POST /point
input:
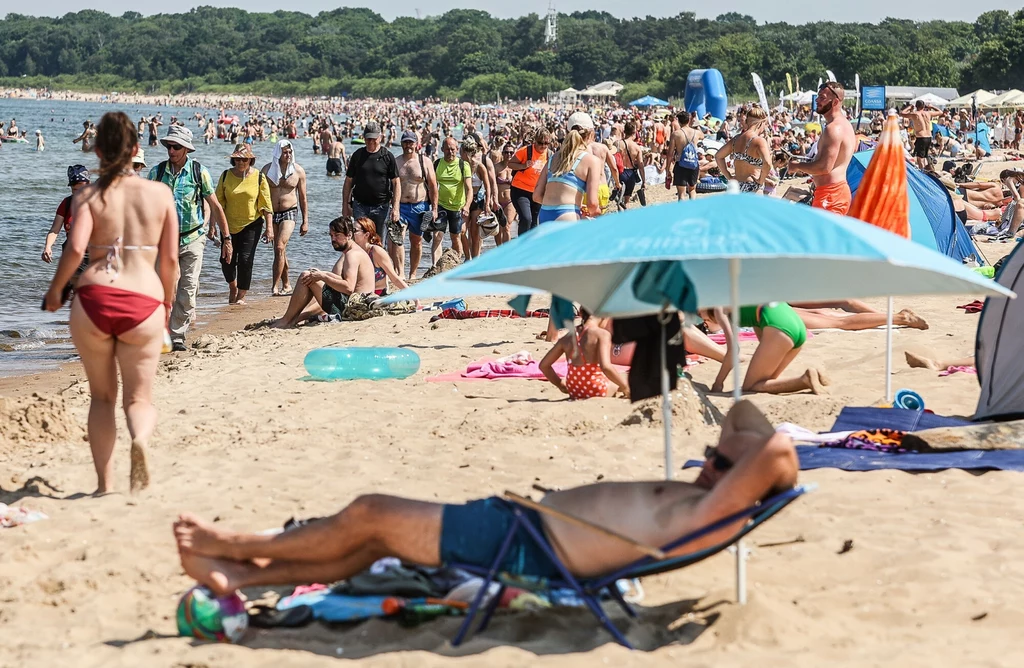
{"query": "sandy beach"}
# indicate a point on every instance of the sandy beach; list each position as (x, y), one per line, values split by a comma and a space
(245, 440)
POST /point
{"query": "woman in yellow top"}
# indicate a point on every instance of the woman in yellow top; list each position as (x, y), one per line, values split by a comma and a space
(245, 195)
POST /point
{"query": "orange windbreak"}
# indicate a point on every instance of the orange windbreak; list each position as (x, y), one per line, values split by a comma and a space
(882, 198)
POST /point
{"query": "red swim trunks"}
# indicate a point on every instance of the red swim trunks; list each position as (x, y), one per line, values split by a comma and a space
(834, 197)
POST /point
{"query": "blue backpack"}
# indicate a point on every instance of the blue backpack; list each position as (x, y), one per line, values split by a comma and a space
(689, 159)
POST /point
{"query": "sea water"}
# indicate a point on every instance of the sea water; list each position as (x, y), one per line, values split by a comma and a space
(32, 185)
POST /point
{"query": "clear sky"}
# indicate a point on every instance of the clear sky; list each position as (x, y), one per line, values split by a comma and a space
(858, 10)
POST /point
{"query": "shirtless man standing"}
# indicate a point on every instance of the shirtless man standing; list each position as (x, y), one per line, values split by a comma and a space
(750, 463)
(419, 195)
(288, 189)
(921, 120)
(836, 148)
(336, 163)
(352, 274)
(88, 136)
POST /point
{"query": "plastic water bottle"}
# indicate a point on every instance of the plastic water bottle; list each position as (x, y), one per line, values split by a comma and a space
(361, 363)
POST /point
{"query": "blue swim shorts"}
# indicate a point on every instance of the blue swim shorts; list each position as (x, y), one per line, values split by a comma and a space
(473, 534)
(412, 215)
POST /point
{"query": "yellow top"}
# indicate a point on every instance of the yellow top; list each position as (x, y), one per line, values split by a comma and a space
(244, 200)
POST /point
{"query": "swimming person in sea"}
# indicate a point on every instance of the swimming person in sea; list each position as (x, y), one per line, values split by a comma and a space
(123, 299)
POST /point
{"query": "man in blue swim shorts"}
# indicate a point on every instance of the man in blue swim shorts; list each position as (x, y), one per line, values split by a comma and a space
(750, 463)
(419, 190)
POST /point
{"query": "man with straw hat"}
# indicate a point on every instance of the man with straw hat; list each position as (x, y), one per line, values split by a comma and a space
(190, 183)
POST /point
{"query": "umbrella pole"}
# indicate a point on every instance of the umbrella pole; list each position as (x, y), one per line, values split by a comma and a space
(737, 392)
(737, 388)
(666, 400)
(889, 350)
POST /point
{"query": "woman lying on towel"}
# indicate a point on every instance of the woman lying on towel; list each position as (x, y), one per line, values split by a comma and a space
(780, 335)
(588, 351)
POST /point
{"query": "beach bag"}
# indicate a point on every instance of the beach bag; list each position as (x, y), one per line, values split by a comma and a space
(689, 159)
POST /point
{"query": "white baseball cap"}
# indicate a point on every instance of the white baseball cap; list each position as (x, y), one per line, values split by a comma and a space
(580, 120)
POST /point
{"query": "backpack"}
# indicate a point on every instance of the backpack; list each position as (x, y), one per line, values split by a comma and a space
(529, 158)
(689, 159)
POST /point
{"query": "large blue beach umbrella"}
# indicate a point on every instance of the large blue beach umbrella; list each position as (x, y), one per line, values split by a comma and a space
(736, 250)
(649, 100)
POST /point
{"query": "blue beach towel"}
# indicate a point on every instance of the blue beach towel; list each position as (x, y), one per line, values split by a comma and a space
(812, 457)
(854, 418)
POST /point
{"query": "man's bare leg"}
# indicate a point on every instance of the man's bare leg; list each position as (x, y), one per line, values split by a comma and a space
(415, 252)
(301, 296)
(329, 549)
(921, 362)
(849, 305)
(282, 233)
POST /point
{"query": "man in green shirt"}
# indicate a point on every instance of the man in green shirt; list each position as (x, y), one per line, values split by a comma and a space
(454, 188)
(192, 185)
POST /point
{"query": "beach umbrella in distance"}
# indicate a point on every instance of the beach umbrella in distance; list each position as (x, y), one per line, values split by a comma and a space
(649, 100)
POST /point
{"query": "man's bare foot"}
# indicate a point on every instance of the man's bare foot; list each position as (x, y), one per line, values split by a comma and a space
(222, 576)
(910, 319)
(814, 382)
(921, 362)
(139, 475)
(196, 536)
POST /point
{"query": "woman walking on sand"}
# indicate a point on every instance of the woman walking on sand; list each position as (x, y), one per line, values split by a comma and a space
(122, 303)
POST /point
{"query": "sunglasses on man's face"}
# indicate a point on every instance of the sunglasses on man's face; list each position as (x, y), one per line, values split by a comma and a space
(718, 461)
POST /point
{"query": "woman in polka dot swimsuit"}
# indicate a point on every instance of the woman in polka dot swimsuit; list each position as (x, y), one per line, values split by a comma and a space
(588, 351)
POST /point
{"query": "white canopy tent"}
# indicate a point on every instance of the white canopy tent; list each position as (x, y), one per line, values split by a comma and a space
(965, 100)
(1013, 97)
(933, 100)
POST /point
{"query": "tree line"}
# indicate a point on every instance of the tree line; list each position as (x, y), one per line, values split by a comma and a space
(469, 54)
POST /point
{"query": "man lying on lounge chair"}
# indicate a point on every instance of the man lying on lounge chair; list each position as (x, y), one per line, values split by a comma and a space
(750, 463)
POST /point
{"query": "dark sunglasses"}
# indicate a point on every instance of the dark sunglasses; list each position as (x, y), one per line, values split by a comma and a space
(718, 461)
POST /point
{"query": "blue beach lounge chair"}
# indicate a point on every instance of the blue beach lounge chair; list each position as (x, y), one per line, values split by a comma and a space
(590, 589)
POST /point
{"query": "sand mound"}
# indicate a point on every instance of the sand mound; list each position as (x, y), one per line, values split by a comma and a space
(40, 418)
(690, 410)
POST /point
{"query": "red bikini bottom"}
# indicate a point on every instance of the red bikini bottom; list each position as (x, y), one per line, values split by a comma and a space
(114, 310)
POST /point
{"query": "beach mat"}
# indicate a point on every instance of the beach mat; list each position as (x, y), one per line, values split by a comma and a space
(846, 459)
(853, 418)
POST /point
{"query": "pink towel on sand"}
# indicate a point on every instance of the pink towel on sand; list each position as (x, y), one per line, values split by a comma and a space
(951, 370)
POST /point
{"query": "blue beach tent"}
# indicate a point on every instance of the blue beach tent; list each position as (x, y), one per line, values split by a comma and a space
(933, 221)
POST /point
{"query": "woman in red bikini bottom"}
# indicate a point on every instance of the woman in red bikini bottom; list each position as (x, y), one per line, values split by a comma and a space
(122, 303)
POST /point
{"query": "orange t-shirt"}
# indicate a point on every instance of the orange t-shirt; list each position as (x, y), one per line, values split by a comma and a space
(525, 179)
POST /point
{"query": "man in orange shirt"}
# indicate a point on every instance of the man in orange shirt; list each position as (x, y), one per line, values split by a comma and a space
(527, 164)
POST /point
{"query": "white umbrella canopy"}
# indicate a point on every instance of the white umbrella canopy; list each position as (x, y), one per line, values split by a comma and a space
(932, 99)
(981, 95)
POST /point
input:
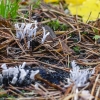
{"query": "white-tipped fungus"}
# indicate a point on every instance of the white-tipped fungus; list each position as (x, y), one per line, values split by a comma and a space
★ ★ ★ ★ ★
**Written request:**
Identify and copy every line of the records that holds the word "swimming", keeping in mind that case counts.

**Written answer:**
{"query": "swimming person in sea"}
# indicate a point on every instance of the swimming person in sea; list each position as (x, y), one per line, values split by a comma and a space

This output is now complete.